_Required task_: Please locate each line in the listing below that contains the word "screen" and copy those lines out in full.

_Data lines_:
* * * * * * * * *

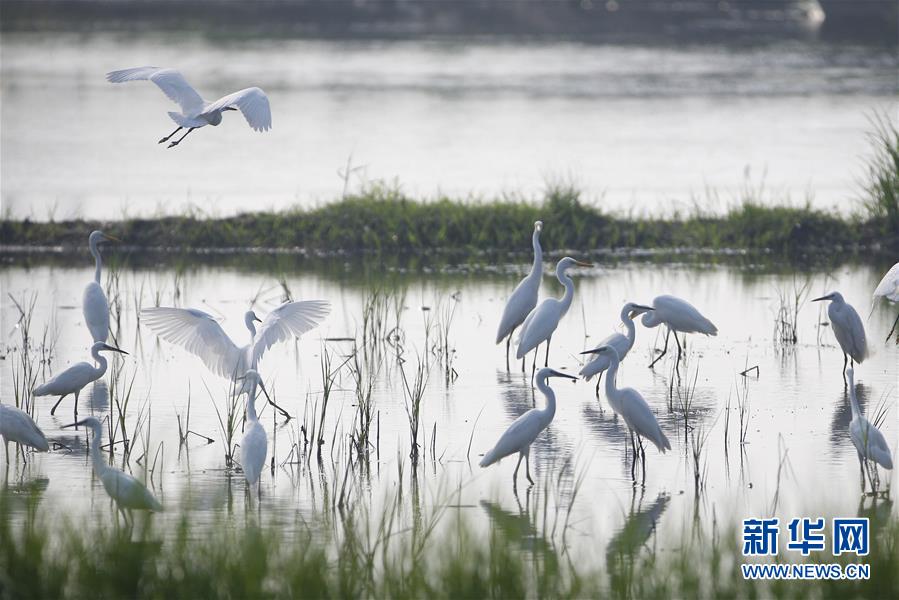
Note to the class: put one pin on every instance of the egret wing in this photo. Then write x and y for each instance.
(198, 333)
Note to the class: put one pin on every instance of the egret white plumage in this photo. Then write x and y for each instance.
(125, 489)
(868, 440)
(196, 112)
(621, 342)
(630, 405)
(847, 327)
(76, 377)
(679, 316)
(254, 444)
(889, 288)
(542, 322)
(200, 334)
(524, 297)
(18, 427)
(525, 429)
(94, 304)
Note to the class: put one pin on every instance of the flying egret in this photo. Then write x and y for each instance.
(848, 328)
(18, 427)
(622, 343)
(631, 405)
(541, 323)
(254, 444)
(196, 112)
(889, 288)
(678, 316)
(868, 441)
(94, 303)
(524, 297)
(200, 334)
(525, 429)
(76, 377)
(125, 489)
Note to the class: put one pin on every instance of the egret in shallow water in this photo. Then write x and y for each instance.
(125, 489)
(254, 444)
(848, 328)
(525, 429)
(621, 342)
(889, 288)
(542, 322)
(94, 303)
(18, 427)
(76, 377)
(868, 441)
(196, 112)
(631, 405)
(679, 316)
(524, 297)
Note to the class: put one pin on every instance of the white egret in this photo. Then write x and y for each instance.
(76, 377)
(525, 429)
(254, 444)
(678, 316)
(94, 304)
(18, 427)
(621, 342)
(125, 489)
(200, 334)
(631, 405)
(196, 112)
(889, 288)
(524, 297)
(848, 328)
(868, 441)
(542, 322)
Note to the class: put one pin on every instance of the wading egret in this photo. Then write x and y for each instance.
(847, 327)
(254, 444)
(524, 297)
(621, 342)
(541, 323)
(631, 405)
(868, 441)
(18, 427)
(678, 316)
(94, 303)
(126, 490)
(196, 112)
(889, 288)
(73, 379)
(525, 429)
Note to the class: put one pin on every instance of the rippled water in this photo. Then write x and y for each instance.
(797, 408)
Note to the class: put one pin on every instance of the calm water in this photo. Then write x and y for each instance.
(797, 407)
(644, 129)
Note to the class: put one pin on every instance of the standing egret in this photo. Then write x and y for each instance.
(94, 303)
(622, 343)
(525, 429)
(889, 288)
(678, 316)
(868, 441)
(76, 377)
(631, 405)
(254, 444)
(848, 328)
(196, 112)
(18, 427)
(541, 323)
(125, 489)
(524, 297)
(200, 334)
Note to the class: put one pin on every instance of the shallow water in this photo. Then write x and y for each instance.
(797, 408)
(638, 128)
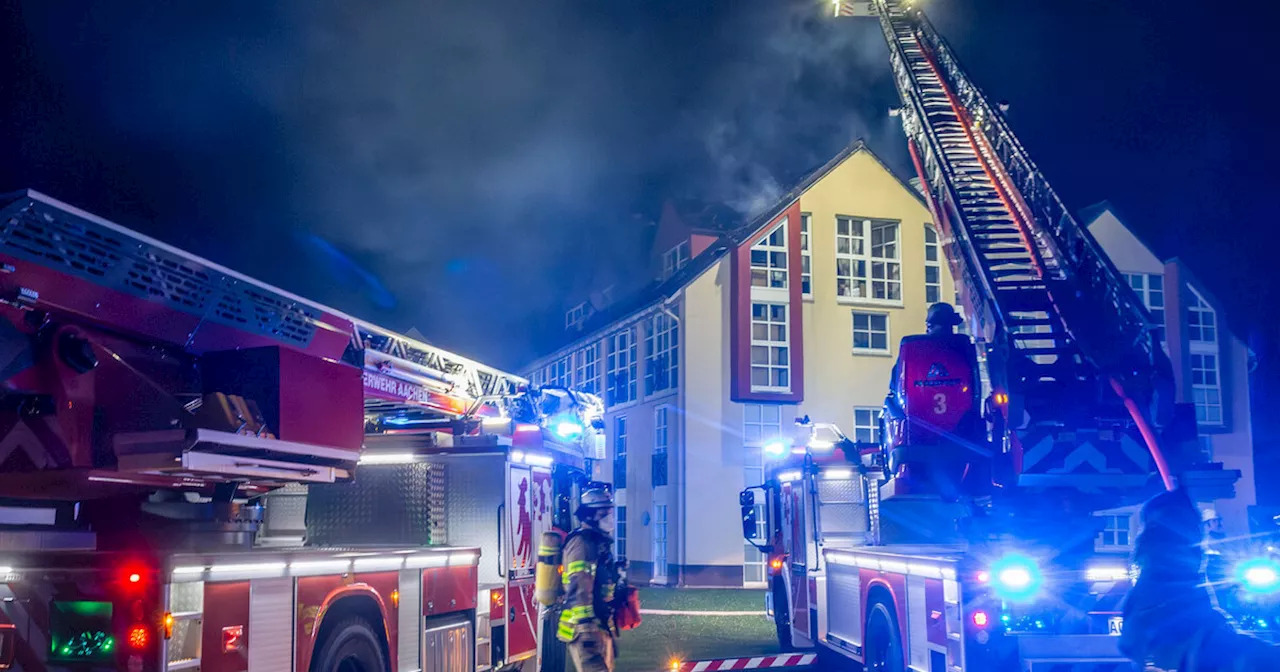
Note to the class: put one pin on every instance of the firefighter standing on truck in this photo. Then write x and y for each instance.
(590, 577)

* * * * * * * * *

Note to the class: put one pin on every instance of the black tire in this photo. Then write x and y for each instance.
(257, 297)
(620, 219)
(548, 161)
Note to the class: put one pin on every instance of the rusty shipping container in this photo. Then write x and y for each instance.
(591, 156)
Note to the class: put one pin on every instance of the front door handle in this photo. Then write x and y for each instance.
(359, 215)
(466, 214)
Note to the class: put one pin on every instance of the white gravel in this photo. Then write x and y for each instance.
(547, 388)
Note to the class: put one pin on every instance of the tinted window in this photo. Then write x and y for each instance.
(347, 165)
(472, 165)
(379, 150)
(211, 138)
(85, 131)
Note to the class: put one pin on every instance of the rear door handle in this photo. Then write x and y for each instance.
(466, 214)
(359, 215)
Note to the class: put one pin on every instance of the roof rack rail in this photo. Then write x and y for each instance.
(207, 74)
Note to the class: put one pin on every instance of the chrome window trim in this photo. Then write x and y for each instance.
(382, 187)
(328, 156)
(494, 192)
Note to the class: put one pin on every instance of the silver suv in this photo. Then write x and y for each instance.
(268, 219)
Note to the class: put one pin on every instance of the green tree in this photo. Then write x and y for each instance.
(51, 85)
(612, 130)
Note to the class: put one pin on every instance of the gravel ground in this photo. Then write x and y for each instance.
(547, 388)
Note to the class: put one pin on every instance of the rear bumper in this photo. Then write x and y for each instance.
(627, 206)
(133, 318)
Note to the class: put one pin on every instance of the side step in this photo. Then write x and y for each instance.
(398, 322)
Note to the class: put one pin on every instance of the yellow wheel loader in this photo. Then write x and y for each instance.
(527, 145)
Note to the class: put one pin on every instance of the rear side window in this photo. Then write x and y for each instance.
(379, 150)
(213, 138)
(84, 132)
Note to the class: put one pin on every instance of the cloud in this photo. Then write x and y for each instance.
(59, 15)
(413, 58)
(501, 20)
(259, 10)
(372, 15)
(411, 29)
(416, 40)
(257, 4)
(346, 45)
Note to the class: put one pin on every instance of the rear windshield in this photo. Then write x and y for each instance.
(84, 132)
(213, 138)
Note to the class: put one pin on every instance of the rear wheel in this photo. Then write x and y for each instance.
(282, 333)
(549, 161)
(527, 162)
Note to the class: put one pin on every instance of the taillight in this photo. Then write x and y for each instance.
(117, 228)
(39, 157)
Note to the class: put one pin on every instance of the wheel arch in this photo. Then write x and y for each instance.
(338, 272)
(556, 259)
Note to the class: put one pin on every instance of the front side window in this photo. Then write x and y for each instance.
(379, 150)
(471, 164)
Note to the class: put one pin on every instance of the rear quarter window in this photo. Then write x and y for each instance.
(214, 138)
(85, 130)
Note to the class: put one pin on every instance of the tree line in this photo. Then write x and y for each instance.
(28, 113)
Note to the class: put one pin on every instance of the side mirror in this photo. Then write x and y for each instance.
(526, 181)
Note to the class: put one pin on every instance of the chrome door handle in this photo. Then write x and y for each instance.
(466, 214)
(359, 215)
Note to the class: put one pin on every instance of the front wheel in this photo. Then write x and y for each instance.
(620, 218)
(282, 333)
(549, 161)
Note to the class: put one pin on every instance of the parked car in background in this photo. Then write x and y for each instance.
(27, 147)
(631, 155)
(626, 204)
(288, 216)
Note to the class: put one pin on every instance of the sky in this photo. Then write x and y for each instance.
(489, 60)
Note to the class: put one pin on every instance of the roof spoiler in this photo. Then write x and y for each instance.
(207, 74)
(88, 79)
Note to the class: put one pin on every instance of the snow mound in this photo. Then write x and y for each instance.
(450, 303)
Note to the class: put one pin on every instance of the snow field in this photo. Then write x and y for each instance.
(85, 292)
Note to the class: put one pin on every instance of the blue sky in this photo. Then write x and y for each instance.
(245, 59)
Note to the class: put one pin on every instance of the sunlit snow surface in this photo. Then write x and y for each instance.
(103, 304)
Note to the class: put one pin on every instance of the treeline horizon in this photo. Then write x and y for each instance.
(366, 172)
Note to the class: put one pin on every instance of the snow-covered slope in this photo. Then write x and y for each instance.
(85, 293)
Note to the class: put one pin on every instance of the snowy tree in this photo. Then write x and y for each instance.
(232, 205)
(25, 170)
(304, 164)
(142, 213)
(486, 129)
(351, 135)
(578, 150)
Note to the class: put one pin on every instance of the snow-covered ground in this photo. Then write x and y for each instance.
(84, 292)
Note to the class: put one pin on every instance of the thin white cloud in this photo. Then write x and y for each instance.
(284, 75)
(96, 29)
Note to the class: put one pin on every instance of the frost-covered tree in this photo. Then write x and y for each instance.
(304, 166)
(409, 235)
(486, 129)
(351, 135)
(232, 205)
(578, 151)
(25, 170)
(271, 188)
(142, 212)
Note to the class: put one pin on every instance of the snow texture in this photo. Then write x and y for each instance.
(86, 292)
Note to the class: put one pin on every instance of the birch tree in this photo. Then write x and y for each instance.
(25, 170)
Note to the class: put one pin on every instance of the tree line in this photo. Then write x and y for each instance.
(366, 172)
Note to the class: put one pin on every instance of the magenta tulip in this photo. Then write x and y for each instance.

* * * * * * * * *

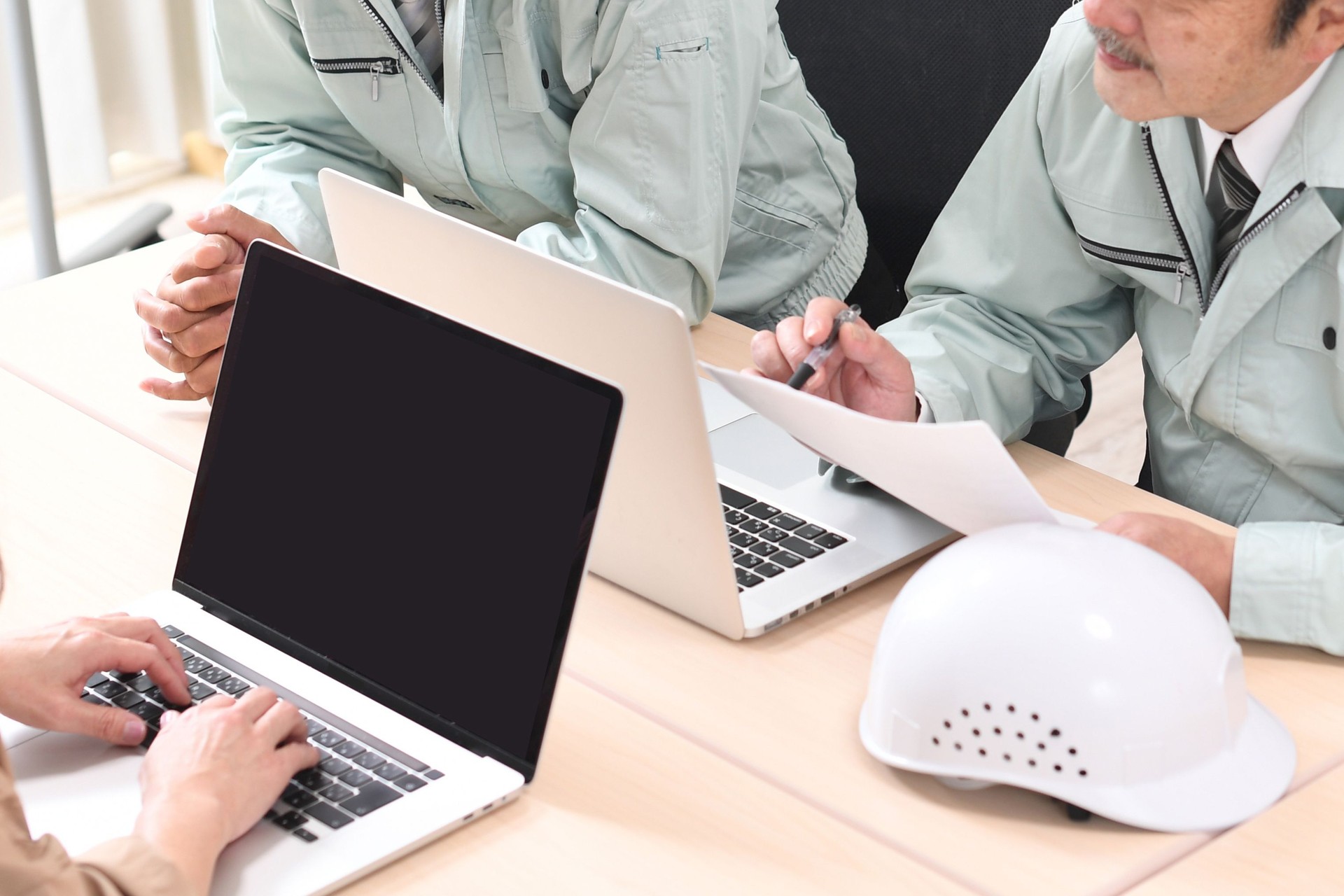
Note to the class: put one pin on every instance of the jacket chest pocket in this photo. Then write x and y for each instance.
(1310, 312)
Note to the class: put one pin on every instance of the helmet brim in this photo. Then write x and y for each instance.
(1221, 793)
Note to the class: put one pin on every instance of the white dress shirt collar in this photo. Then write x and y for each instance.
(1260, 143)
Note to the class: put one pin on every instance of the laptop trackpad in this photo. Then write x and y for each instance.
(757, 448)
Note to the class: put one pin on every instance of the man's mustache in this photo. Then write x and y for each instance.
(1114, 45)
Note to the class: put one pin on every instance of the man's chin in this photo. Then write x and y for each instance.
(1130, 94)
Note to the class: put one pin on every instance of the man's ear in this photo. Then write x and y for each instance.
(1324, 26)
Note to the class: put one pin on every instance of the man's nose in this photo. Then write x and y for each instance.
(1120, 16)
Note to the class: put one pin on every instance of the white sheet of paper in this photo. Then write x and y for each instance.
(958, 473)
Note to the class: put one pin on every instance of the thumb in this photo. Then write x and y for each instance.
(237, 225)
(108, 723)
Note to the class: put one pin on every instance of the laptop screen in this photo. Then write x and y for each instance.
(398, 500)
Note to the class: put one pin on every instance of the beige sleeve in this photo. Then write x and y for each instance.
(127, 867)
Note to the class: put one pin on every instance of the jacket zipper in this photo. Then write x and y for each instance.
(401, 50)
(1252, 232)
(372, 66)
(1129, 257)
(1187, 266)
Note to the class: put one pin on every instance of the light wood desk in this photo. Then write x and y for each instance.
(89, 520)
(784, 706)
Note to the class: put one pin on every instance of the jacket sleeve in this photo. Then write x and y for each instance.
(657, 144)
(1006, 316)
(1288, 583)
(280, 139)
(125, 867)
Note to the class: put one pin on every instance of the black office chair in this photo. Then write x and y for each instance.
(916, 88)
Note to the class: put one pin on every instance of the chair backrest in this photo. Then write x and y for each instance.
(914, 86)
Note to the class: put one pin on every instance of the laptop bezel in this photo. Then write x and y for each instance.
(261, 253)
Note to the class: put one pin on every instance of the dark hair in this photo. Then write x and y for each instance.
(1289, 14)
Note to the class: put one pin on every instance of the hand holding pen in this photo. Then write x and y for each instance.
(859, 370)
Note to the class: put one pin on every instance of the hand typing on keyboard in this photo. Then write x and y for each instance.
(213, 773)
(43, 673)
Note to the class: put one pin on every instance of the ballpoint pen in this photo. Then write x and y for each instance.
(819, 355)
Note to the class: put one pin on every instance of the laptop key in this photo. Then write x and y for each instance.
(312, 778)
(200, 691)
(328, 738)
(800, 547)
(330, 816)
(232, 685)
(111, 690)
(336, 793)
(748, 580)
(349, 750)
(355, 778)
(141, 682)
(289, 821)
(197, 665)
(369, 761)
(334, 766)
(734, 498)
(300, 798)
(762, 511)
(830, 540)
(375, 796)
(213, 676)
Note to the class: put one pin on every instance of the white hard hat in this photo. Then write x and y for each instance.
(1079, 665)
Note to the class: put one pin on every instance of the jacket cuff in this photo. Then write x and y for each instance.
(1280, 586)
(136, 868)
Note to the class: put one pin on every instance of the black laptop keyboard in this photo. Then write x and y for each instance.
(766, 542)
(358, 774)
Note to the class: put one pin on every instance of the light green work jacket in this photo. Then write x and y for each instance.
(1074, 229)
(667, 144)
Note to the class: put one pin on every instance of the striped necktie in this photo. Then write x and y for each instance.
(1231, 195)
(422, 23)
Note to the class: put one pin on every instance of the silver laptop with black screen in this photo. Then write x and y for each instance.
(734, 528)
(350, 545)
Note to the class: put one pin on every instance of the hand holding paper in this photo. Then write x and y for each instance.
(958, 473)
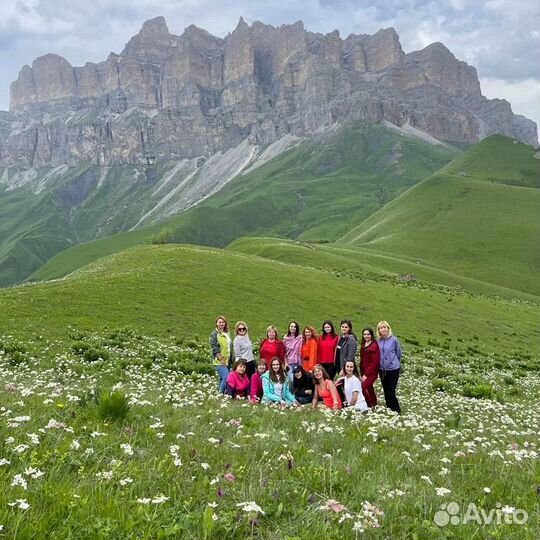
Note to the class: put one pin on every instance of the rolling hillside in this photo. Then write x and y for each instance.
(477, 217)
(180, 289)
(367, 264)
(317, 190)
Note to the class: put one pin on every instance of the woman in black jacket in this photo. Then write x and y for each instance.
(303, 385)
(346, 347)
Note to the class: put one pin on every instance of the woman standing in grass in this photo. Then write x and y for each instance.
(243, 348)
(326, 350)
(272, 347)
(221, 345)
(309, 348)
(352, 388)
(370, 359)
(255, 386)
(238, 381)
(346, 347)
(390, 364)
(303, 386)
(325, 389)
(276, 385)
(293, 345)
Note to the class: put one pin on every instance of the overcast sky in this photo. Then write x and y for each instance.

* * * * * * * * *

_Answer_:
Note to the class: put one pin on every instance of the laptop screen in this photo. Then write x and y for each instance.
Note to the class: put one pin on every instance of the silver laptop with black screen in this photo. Then write x and y for each instance.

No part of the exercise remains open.